#### What this task involves
Carry on the passage about Vincenzo Rustici's paintings of the Siena festivities, picking up after its final sentence.

He is now mainly known for two canvases depicting respectively the Palio di Siena (a downtown horse race with bull hunt) and the Procession of the Contrade in the Piazza del Campo held on 15 August 1546 (Palazzo Salimbeni, Collection of the Banca Monte dei Paschi, Siena). These works provide an important record of these public festivities at the time. Vincenzo Rustici relied on a description in a contemporary letter by Cecchino Cartaio (‘Cecchino the Stationer’) to create these canvases years after the events depicted in them occurred. These paintings were originally preserved in the Villa del Poggio Imperiale in Florence, where they are documented as early as 1654.

#### Given records

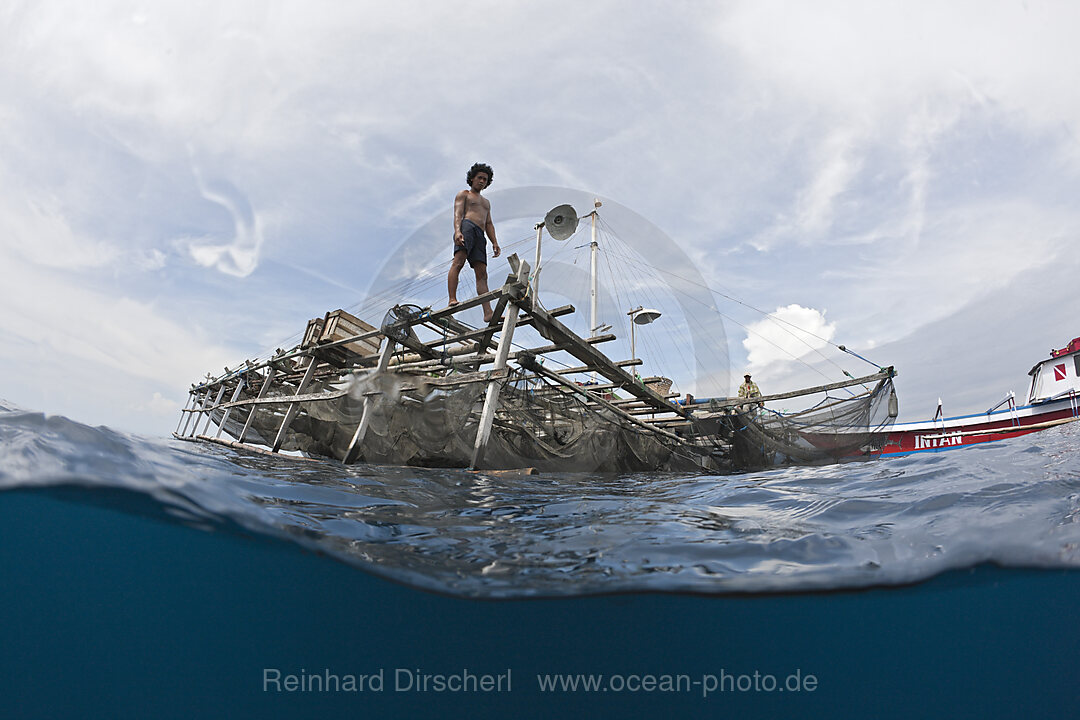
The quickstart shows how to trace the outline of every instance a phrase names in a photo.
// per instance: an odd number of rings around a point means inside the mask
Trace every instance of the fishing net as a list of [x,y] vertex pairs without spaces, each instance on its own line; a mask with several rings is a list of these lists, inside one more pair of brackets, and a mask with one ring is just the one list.
[[752,470],[870,457],[881,450],[895,419],[894,405],[891,378],[851,397],[826,395],[800,412],[740,405],[725,419],[731,462]]

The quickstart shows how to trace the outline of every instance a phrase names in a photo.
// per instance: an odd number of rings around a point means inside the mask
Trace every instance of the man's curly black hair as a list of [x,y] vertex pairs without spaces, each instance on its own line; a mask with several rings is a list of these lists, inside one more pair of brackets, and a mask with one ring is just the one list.
[[487,173],[487,187],[491,187],[491,182],[495,180],[495,171],[491,166],[486,163],[475,163],[469,168],[469,174],[465,175],[465,182],[469,187],[472,187],[473,178],[476,177],[476,173]]

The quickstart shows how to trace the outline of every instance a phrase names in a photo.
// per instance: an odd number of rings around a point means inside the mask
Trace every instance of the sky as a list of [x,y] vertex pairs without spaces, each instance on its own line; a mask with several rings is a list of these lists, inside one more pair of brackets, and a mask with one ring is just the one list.
[[1077,27],[1034,1],[9,0],[0,397],[167,434],[191,382],[413,269],[421,229],[448,247],[483,161],[523,254],[552,188],[678,247],[730,366],[680,390],[873,371],[834,343],[897,367],[902,420],[985,410],[1080,335]]

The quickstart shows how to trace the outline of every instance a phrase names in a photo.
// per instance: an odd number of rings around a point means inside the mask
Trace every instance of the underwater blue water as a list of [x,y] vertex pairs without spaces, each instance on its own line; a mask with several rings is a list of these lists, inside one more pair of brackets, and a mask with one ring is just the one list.
[[514,476],[6,407],[0,717],[1071,717],[1078,456]]

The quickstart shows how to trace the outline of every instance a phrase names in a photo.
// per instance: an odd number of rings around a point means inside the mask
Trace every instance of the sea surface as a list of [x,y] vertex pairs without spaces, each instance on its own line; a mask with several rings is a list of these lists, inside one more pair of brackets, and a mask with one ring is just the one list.
[[3,718],[1080,703],[1080,423],[742,475],[528,476],[269,458],[0,404],[0,528]]

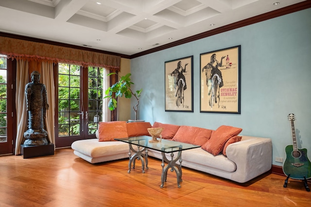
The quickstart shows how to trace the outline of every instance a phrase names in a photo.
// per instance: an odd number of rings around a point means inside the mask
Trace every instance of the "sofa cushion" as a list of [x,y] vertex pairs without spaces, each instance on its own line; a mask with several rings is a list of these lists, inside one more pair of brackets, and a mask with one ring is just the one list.
[[150,122],[130,122],[126,123],[126,127],[129,137],[149,136],[147,129],[151,127],[151,124]]
[[223,125],[213,131],[210,139],[202,146],[202,149],[213,155],[217,155],[224,149],[225,143],[231,137],[238,135],[241,128]]
[[115,138],[128,137],[126,122],[100,122],[98,127],[99,141],[114,141]]
[[242,139],[242,137],[241,136],[235,136],[234,137],[230,138],[229,140],[228,140],[227,142],[225,143],[225,146],[224,147],[224,149],[223,150],[223,154],[225,156],[226,156],[225,154],[225,150],[227,149],[227,147],[229,145],[229,144],[240,142],[241,141]]
[[122,142],[98,142],[97,139],[78,140],[71,148],[90,158],[100,158],[126,153],[128,158],[128,144]]
[[160,122],[155,122],[152,126],[152,128],[163,127],[164,128],[162,131],[161,135],[162,139],[172,139],[174,135],[179,128],[178,125],[174,125],[170,124],[162,124]]
[[173,140],[202,146],[210,138],[213,130],[188,126],[180,126]]

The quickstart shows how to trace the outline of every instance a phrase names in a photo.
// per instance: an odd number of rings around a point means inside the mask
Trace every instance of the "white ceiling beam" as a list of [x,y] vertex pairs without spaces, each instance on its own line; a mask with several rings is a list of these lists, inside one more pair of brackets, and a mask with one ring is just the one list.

#### Exercise output
Rustici created a number of depictions of the Madonna and Child with saints, a subject popular with Sienese artists such as Casolani. An example is the Madonna and Child with Saints Augustine, John the Evangelist and Joseph (Sotheby's auction 9 June 2011 in New York, lot 31), which has been attributed to Rustici on stylistic grounds as the facial type of the Virgin corresponds closely to Vincenzo's signed Pietà in Siena. Another example is the Madonna and Child with St John the Baptist, which appears to deliberately cite interpretations of the same theme by 15th century painters active in Siena such as the Master of the Story of Griselda.